• EXERCISE DESCRIPTION:
Reproduce the stretch of data from the line containing "Roadside-survey request: point out the armband" through the end of the data, requests included, and offset every coordinate value in the answers by adding 21 to it.
-- BEGIN EXERCISE DATA --
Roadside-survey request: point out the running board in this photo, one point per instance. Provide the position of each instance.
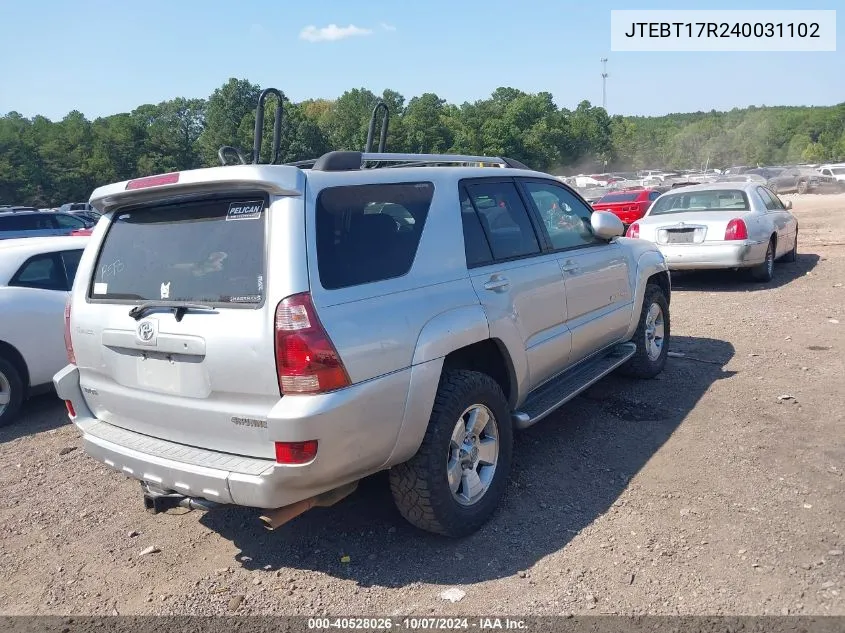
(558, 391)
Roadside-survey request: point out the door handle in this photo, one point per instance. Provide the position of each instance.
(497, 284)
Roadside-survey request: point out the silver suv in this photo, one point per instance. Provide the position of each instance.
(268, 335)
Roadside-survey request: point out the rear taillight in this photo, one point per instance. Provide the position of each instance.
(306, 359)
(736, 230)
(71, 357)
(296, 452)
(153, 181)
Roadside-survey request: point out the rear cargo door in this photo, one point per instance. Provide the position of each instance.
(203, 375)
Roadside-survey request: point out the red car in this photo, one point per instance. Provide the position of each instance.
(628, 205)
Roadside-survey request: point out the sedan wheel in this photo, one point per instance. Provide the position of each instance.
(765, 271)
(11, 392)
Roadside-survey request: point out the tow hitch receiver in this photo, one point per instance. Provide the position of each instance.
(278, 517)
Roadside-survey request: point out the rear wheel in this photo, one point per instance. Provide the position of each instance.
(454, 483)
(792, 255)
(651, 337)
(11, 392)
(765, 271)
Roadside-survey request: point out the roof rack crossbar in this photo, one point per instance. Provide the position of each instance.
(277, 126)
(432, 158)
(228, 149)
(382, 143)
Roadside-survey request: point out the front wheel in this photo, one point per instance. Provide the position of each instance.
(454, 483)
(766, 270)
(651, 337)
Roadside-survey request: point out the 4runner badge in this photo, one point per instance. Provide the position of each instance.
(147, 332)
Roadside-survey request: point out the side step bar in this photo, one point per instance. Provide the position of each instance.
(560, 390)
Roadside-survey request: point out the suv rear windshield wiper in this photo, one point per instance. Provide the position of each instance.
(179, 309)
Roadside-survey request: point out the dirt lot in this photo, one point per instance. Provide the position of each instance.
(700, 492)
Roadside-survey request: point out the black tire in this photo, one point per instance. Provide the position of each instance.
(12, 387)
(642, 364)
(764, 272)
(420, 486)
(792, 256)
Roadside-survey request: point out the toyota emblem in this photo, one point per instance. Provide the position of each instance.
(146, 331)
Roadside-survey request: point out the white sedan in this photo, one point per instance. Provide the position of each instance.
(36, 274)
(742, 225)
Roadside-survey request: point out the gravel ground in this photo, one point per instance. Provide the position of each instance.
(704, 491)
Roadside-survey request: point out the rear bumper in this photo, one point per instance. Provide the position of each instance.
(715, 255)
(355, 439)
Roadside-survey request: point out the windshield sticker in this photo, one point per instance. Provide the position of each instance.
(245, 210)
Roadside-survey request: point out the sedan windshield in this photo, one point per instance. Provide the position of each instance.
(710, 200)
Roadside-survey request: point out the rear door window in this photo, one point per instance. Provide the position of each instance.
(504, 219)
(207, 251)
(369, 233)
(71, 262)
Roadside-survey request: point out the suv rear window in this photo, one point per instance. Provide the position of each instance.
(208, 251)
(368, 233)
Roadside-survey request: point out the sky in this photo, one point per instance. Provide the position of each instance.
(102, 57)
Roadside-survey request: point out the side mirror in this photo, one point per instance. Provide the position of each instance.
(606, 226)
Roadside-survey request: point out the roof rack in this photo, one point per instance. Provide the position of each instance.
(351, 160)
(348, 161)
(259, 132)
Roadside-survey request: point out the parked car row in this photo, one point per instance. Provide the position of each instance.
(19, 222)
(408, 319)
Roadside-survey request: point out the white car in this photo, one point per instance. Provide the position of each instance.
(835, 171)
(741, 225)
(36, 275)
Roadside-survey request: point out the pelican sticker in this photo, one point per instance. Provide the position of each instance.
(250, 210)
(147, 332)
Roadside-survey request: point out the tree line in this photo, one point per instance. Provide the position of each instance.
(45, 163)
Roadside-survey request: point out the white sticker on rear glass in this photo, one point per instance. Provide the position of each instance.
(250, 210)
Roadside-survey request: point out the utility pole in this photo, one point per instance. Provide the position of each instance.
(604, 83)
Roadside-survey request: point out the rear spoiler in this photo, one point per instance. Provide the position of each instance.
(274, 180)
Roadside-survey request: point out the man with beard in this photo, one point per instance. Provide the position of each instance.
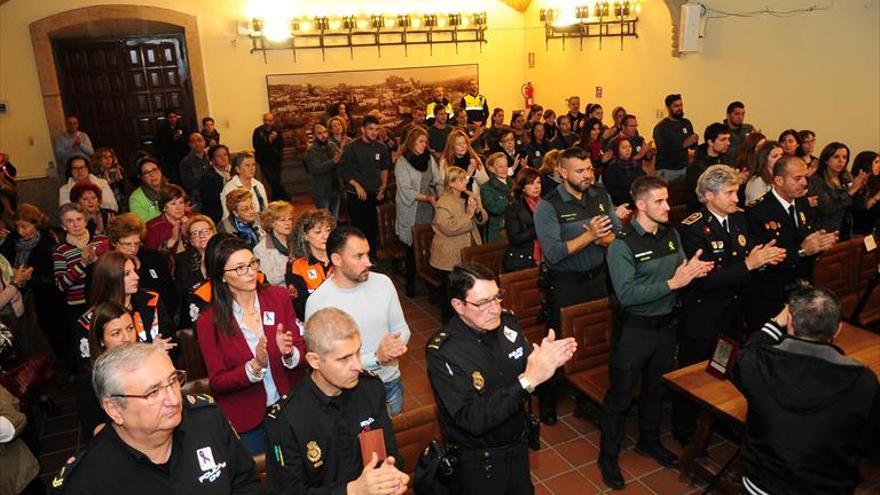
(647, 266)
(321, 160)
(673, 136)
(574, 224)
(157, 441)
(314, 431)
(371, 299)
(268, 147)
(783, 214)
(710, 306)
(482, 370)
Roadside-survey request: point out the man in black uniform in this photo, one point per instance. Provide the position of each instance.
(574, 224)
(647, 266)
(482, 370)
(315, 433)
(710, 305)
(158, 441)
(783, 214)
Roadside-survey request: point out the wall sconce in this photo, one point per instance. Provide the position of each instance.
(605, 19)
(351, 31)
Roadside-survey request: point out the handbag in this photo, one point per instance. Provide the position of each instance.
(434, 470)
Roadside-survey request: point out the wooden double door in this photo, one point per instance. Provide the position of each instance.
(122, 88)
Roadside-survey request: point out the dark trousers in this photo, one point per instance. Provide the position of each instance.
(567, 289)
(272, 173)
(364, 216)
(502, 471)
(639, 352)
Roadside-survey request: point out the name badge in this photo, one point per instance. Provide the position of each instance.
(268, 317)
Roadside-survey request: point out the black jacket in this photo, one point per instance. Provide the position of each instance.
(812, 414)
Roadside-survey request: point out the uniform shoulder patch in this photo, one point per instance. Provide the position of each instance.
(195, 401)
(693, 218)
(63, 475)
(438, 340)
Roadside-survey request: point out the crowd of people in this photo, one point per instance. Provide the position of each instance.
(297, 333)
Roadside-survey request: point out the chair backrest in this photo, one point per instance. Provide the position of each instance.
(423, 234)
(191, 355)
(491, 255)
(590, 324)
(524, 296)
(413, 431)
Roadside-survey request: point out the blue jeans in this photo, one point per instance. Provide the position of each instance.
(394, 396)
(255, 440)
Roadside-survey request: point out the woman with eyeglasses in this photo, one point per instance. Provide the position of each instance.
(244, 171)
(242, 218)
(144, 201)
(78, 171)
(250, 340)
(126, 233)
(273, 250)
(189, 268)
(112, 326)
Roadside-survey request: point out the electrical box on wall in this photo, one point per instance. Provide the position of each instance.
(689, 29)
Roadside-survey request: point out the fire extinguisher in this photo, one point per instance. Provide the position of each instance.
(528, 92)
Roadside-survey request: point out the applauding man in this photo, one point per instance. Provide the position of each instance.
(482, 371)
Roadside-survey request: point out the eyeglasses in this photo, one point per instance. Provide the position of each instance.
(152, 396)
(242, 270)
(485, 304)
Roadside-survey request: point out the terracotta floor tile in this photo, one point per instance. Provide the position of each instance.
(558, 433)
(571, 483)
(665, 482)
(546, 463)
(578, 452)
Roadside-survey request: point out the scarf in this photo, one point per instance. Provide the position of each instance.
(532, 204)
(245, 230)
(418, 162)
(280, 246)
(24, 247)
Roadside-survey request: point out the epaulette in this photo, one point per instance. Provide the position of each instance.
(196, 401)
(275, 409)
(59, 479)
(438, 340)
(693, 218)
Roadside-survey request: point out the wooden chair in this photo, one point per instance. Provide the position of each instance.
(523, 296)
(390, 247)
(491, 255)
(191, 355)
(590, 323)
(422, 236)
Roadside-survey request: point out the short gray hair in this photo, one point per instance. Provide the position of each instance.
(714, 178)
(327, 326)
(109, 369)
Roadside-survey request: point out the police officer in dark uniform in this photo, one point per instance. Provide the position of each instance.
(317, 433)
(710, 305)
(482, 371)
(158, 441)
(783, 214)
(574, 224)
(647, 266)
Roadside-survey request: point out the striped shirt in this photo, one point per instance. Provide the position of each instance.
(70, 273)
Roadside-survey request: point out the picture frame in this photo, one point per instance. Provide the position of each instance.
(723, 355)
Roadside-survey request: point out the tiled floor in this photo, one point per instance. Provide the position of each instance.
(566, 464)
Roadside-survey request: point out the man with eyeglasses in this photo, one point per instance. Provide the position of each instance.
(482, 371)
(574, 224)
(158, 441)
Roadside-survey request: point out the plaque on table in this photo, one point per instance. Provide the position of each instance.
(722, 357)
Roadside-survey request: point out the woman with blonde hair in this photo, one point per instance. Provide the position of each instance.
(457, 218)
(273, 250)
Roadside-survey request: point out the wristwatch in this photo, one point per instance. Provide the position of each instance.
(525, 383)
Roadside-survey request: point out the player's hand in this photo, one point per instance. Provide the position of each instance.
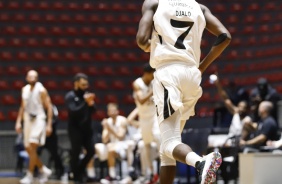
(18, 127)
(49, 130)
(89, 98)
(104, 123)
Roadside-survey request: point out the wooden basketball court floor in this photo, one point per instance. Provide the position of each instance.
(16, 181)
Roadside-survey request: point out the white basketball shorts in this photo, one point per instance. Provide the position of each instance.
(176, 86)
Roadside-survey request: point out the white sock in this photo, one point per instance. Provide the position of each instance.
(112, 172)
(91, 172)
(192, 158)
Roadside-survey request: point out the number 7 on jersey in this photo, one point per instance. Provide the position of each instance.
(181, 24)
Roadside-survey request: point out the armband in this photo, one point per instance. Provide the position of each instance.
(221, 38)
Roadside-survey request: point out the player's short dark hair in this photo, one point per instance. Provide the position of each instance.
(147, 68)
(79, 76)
-- END EXERCISE DATA --
• EXERCISE SOLUTION:
Roadside-survey request: point out the armband in this photo, one point per instance. Provide the position of each instance.
(242, 59)
Roadside-survey request: point out the player's short dark hair in this photo, one point per instance. Provide the position of each instance.
(168, 89)
(100, 97)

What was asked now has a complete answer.